# Space Mice Genes
## Heat Propagation and Clustering Package
### Python 2 compatible version

----------------------

Author: Mikayla Webster (13webstermj@gmail.com)

Date: 6th April, 2018

----------------------

<a id='toc'></a>
## Table of Contents
1. [Background](#background)
2. [Import packages](#import)
3. [Define Analysis Preferences](#pref)
3. [Load Networks](#load)
4. [Run Heat Propagation](#heat)
5. [Clustering](#cluster)

## Background
<a id='background'></a>

## Import packages
<a id='import'></a>

In [80]:
import sys
code_path = '../../network_bio_toolkit'
sys.path.append(code_path)

import Heat2
reload(Heat2)

<module 'Heat2' from '../../network_bio_toolkit\Heat2.py'>

## Define Analysis Preferences
<a id='pref'></a>

In [81]:
symbol = 'symbol'
entrez = 'entrez'

human = 'human'
mouse = 'mouse'

heat = Heat2.Heat(gene_type = symbol, species = mouse)

## Load Networks
<a id='load'></a>

1. Load STRING background network
2. Load DEG file 

In [82]:
#filename = '../../background_networks/10090.protein.links.v10.5.txt'
#heat.load_STRING_links(filename, confidence_filter = 700)
++++++++++
### What needs to be done
In the Space Mice Genes text, which species is set when the Heat object is created?

### Provided material
++++++++++
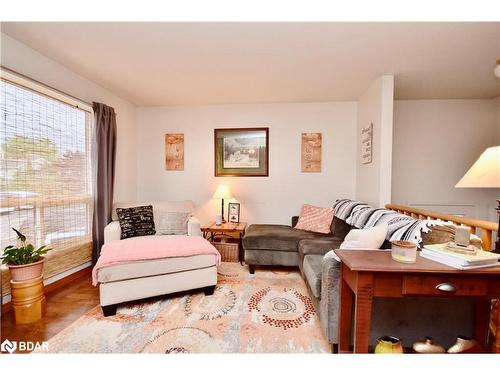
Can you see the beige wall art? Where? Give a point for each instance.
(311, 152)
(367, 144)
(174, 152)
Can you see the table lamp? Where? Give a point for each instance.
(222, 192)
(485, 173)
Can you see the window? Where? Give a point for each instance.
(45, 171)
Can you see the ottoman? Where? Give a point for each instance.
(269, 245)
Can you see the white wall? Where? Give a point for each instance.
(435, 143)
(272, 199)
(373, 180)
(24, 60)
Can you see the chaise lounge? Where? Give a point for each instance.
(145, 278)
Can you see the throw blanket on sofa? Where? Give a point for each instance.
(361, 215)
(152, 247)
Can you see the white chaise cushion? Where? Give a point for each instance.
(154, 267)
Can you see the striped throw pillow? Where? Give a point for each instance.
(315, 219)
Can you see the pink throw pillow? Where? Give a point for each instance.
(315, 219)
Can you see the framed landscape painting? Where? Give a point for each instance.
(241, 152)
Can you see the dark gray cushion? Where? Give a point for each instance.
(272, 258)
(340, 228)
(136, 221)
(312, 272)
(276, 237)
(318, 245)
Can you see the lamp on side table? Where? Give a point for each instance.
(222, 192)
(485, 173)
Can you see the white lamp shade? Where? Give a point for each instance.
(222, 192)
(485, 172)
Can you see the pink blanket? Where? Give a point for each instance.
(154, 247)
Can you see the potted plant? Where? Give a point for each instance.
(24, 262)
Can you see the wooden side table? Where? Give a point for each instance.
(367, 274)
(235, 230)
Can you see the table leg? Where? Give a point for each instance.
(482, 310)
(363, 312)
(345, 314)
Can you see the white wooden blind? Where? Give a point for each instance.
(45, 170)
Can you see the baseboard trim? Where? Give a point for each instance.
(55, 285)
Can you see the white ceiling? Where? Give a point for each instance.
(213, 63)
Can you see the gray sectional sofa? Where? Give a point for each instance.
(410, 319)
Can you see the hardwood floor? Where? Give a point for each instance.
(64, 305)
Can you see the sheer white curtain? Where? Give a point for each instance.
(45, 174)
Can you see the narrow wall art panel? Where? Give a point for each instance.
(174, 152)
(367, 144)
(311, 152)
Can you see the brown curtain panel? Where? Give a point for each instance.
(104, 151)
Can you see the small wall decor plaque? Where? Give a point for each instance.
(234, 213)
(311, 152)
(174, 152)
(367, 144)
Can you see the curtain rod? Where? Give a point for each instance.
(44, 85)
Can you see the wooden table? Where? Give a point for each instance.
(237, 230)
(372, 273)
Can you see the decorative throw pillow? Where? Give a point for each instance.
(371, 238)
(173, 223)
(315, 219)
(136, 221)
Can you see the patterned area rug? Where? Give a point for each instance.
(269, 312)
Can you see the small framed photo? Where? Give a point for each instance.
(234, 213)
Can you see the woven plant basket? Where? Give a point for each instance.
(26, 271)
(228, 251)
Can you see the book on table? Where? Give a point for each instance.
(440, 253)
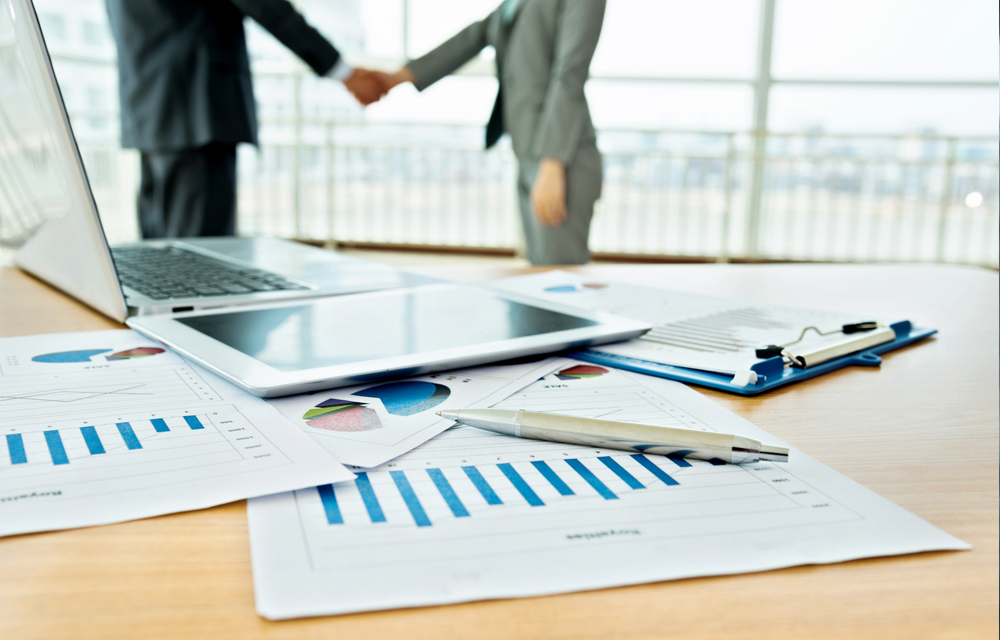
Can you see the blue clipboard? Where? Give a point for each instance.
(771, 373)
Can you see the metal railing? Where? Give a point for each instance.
++++++++++
### Result of this task
Mouse.